▶ _What you will do_:
Print the lines of the items below verbatim, starting at the line that contains "Find the drainpipe;" and ending with the last line of the items, both included. Leave the pictures out of your answer.

▶ _Excerpted records_:
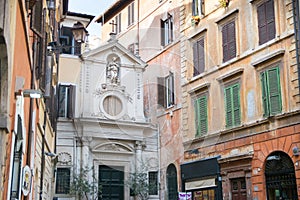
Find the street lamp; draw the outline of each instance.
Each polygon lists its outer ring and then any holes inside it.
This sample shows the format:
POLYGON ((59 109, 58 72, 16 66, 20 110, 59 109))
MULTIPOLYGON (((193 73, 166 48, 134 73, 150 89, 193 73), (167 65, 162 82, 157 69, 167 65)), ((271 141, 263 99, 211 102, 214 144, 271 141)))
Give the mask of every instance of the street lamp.
POLYGON ((87 35, 87 30, 83 26, 82 23, 77 22, 73 25, 72 27, 72 33, 74 36, 74 39, 79 42, 79 43, 84 43, 85 42, 85 37, 87 35))

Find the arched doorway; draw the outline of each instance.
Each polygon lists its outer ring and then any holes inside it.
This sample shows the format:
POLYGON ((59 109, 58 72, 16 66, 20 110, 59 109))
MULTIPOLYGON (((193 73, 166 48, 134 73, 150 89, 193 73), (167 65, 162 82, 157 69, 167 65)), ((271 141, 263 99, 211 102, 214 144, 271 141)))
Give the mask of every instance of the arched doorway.
POLYGON ((178 199, 177 170, 174 164, 170 164, 167 168, 167 186, 168 199, 178 199))
POLYGON ((276 151, 266 159, 265 180, 268 200, 297 200, 294 164, 284 152, 276 151))

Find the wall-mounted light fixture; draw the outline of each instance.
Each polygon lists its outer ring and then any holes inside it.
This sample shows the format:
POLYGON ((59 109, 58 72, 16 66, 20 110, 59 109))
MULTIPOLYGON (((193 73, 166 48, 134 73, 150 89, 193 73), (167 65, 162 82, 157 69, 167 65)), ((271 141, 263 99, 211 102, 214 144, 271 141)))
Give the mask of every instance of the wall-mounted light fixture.
POLYGON ((26 89, 23 90, 23 96, 32 99, 39 99, 43 97, 43 93, 41 90, 26 89))
POLYGON ((293 154, 294 156, 299 156, 299 148, 297 146, 293 147, 293 154))
POLYGON ((85 29, 82 23, 77 22, 72 27, 72 33, 77 42, 84 43, 88 31, 85 29))
POLYGON ((47 7, 49 10, 55 10, 55 0, 47 0, 47 7))
POLYGON ((25 90, 19 90, 18 92, 15 92, 16 96, 23 96, 23 97, 29 97, 31 99, 39 99, 43 97, 43 93, 40 90, 34 90, 34 89, 25 89, 25 90))
POLYGON ((49 156, 49 157, 52 157, 52 158, 57 157, 57 154, 52 153, 52 152, 45 152, 45 155, 46 155, 46 156, 49 156))

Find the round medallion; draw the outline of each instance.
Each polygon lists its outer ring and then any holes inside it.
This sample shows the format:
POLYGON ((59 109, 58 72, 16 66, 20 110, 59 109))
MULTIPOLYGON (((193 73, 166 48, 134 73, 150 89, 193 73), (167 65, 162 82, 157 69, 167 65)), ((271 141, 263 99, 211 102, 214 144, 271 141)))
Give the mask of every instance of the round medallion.
POLYGON ((125 114, 125 99, 115 91, 104 94, 100 100, 100 111, 108 119, 117 120, 125 114))

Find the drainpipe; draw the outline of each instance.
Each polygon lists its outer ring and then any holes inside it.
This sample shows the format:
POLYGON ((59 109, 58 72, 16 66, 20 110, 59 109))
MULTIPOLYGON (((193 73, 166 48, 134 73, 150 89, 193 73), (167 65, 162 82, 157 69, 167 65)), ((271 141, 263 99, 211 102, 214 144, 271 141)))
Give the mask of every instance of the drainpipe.
POLYGON ((136 54, 140 56, 140 0, 138 0, 138 13, 137 13, 137 52, 136 54))
POLYGON ((160 126, 159 123, 157 124, 157 156, 158 156, 158 178, 159 178, 159 183, 158 183, 158 196, 159 199, 162 199, 161 197, 161 156, 160 156, 160 126))
POLYGON ((294 30, 295 30, 295 44, 296 44, 296 59, 298 68, 298 88, 300 92, 300 13, 299 13, 299 0, 293 0, 293 16, 294 16, 294 30))
MULTIPOLYGON (((46 101, 46 100, 45 100, 46 101)), ((46 102, 45 102, 46 103, 46 102)), ((45 167, 45 134, 46 134, 47 112, 44 111, 44 124, 42 133, 42 160, 41 160, 41 179, 40 179, 40 200, 43 199, 44 167, 45 167)))

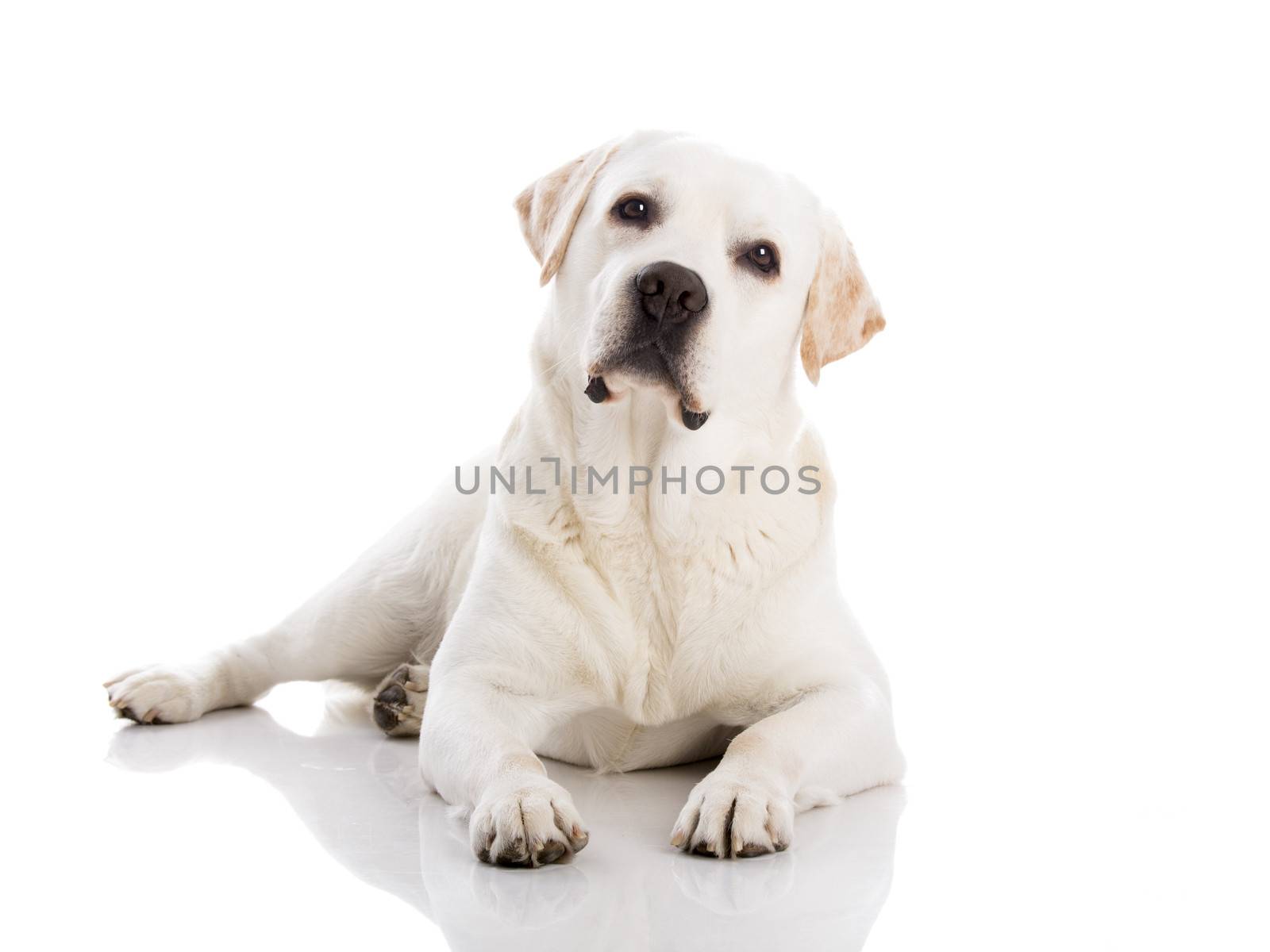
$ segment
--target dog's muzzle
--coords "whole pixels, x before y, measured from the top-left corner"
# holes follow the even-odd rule
[[[709,411],[691,410],[686,392],[690,343],[710,301],[701,275],[674,261],[654,261],[635,275],[639,314],[632,314],[627,343],[603,362],[603,369],[622,371],[638,380],[672,387],[681,399],[679,419],[690,430],[701,429]],[[583,391],[593,404],[608,399],[602,373],[587,378]]]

▶ _The completed task_:
Find the drainpipe; draw the outline of each instance.
Each polygon lists its outer ring and then any holes inside it.
This sample shows the format:
POLYGON ((59 109, 58 72, 16 66, 20 110, 59 109))
MULTIPOLYGON (((193 73, 166 48, 134 73, 150 89, 193 73), (167 65, 162 82, 157 69, 167 65)), ((271 141, 263 99, 211 102, 214 144, 271 141)))
Give the mask of every instance of the drainpipe.
POLYGON ((136 54, 140 56, 140 0, 138 0, 138 13, 137 13, 137 52, 136 54))
POLYGON ((160 126, 159 123, 157 124, 157 156, 158 156, 158 178, 159 178, 159 183, 158 183, 158 196, 159 199, 162 199, 161 197, 161 156, 160 156, 160 126))
POLYGON ((294 30, 295 30, 295 44, 296 44, 296 59, 298 68, 298 88, 300 92, 300 13, 299 13, 299 0, 293 0, 293 16, 294 16, 294 30))
MULTIPOLYGON (((46 101, 46 100, 45 100, 46 101)), ((46 102, 45 102, 46 103, 46 102)), ((45 167, 45 134, 46 134, 47 112, 44 111, 44 124, 42 133, 42 160, 41 160, 41 179, 40 179, 40 200, 43 199, 44 167, 45 167)))

$ segment
--target dog's muzzle
--coords "whole pixels, x before y, measured from the top-left corner"
# holes follow the even-odd rule
[[[709,411],[691,410],[686,392],[690,343],[710,301],[701,275],[674,261],[654,261],[635,275],[639,314],[632,314],[627,343],[603,362],[603,369],[622,371],[638,380],[672,387],[681,399],[679,419],[690,430],[701,429]],[[583,391],[593,404],[608,399],[602,373],[587,378]]]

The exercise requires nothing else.